» RECORD SET
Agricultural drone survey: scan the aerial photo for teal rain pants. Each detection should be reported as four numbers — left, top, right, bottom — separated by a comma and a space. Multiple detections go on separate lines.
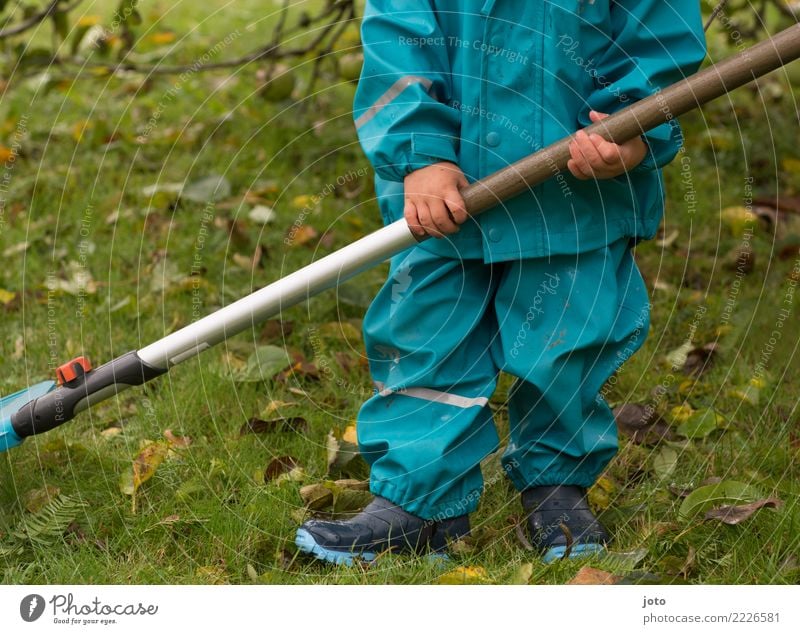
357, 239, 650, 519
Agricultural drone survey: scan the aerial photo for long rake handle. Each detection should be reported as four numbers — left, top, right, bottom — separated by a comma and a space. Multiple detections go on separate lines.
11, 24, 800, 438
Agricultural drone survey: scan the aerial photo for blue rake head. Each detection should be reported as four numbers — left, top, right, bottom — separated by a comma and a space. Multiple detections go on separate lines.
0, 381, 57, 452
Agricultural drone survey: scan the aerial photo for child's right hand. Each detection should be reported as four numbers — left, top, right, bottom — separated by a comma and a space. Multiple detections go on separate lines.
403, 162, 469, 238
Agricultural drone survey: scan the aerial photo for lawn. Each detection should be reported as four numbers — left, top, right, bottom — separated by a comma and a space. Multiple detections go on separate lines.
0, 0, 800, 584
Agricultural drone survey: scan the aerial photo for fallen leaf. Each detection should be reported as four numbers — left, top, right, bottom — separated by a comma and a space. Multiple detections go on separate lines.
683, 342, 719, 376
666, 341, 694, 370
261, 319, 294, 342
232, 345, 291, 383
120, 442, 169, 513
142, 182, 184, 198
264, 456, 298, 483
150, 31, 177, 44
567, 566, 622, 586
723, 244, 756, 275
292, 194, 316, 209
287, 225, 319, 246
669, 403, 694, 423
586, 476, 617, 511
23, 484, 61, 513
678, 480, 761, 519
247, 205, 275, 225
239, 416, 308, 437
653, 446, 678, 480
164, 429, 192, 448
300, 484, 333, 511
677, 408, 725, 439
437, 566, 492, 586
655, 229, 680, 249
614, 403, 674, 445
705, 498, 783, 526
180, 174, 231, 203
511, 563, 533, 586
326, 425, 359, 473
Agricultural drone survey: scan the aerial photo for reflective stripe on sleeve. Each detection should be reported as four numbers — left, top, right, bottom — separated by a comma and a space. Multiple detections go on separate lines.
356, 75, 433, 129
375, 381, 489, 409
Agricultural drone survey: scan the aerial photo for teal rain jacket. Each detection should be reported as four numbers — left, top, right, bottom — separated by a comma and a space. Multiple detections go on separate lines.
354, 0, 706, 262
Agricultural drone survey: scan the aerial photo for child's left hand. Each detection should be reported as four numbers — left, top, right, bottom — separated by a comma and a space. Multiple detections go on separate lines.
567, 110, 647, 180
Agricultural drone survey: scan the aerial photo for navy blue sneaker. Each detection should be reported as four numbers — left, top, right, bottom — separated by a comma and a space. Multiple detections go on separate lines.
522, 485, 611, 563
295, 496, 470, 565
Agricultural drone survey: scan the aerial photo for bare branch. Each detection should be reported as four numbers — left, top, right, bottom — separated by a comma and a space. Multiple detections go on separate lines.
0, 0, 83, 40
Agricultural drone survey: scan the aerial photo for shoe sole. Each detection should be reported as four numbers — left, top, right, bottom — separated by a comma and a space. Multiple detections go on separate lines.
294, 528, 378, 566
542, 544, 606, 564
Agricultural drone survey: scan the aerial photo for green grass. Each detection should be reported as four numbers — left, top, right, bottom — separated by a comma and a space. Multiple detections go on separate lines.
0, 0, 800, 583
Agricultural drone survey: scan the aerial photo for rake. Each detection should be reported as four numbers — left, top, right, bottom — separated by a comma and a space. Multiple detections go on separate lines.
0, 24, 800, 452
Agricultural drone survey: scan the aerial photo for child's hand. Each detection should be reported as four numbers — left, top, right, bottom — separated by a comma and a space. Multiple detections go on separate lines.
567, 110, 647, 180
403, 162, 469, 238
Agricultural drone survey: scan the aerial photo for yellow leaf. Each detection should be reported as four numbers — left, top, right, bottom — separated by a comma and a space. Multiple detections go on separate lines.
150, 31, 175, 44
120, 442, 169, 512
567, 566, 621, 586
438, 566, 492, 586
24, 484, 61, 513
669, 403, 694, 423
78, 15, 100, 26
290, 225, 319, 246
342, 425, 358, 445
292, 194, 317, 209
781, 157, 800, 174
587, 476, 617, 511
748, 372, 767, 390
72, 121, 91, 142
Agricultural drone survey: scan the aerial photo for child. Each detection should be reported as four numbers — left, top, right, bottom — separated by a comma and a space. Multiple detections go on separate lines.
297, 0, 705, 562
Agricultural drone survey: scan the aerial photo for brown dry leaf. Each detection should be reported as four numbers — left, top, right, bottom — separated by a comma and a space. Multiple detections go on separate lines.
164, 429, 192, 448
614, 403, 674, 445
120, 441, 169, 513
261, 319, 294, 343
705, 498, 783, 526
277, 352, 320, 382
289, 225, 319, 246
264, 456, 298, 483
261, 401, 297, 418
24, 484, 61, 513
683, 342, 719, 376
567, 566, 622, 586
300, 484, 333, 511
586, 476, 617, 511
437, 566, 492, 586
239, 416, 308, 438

» WHAT YOU HAVE TO DO
Can you write out all of these lines again with each "aerial photo" changed to "overhead image", leaving everything else unchanged and the pictures out?

» EXERCISE SOLUTION
Agricultural drone survey: scan the overhead image for teal rain pants. Each detection should be reported as four numbers — left, top, right, bottom — separated by a comma and a space. Multiple detections go on separate lines.
357, 239, 650, 519
Agricultural drone survey: scan the overhead image for long rake handle. Each detection should be reported as four numbers — left, top, right, bottom — separated by a comma and a space. Multiple detections go on separate lines.
11, 24, 800, 438
Agricultural drone survey: scan the overhead image for blue rake head. Each detection should be reported as four numbers — left, top, right, bottom — separated by a comma and a space. Multiple detections go on separate lines.
0, 381, 57, 452
Agricultural drone survey: scan the overhead image for child's right hand. Each detection should be reported as four numbers — left, top, right, bottom — separated by a comma and a space. Multiple detections go on separate lines.
403, 162, 469, 238
Agricultural drone survey: scan the overhead image for lawn. Each detection should be reported as four numbers — left, top, right, bottom — separated by a comma and a space. Multiple detections go on separate lines.
0, 0, 800, 584
Agricultural drone survey: scan the overhead image for fallen leaf. Each detection should be reported as four numbers — left, top, right, bottom — separated by a comma and a space. Multiple detections go on separate lines.
683, 342, 719, 376
666, 341, 694, 370
261, 319, 294, 342
232, 345, 291, 383
120, 442, 169, 513
142, 182, 184, 198
264, 456, 298, 483
150, 31, 177, 44
567, 566, 622, 586
723, 244, 756, 275
292, 194, 316, 209
287, 225, 319, 246
669, 403, 694, 423
586, 476, 617, 511
23, 484, 61, 513
678, 480, 761, 519
247, 205, 275, 225
239, 416, 308, 437
653, 446, 678, 480
164, 429, 192, 448
300, 484, 333, 511
677, 408, 725, 439
437, 566, 492, 586
655, 229, 680, 249
614, 403, 674, 445
705, 498, 783, 526
180, 174, 231, 203
511, 563, 533, 586
326, 425, 359, 473
Agricultural drone survey: scan the overhead image for reflective stripe on sleeve. Each detection should be reported as four numbers — left, top, right, bottom — separated by a comma and a space. Multiple detections go on separate lines.
356, 75, 433, 129
375, 381, 489, 409
Agricultural drone survey: scan the overhead image for teal rain jacket. Each detection should be reported as four numbers — left, top, right, bottom — separated by a comma and a space. Multiple detections go on separate lines.
354, 0, 706, 262
Agricultural drone survey: scan the overhead image for child's left hand. Each detection should be reported as four numbers — left, top, right, bottom — separated by a comma and a space. Multiple detections go on separate lines.
567, 110, 647, 180
Agricultural drone survey: scan the overhead image for navy blue sneaker. Each detection should be reported as four numbers — left, top, right, bottom — separated by a comma and a space. Multiple detections go on separate lines.
522, 485, 611, 563
295, 496, 470, 565
Agricultural drone survey: scan the overhead image for bare branch. Each detection should be reported as four numbers — left, top, right, bottom — separated by a comma and a space. Multiple detections go on separate lines.
0, 0, 83, 40
Agricultural drone survey: scan the overhead image for shoe sole. Each detection should be reported as four numbers — left, top, right, bottom — separated by a comma and a space. Multiple detections go on separate lines.
294, 528, 378, 566
542, 544, 606, 564
Agricultural drone survey: scan the overhead image for green grass. Each detection should be reported as four numbers — left, top, right, bottom — separated by a comma and a space. Multiple detections go on separate lines.
0, 0, 800, 583
Agricultural drone survey: scan the overhead image for rake. Each detection should be reported as four numbers — left, top, right, bottom — separated by a comma and a space. Multiple detections go on separate lines.
0, 24, 800, 452
Agricultural drone survey: scan the overhead image for child's hand. Each detection should be reported as four numbers — left, top, right, bottom — separated by a comma and a space. Multiple detections go on separate lines.
567, 110, 647, 180
403, 162, 469, 238
Agricultural drone survey: scan the overhead image for yellow leaf. Each detection should be reported as four numbers — left, top, right, bottom — separated by a comma and a space. Multiple detections go on separate lines.
150, 31, 175, 44
120, 442, 169, 512
567, 566, 621, 586
438, 566, 492, 586
24, 484, 61, 513
669, 403, 694, 423
78, 15, 100, 26
290, 225, 319, 246
342, 425, 358, 445
292, 194, 317, 209
781, 157, 800, 174
587, 476, 617, 511
748, 372, 767, 390
72, 121, 91, 142
Agricultural drone survey: scan the overhead image for child. Each detection should be reported as four numbers — left, top, right, bottom — separated by a comma and a space. Multiple detections go on separate lines.
297, 0, 705, 562
Agricultural drone survey: scan the overhead image for brown dry leaf. Each detection should be reported as four numbers — left, top, right, bottom — separated by a comma and a space. Multiple detections go on separate lines.
164, 429, 192, 448
614, 403, 674, 445
120, 441, 169, 513
261, 319, 294, 343
705, 498, 783, 526
277, 352, 320, 382
289, 225, 319, 246
264, 456, 298, 483
261, 401, 297, 418
24, 484, 61, 513
683, 342, 719, 376
567, 566, 622, 586
300, 484, 333, 511
586, 476, 617, 511
437, 566, 492, 586
239, 416, 308, 438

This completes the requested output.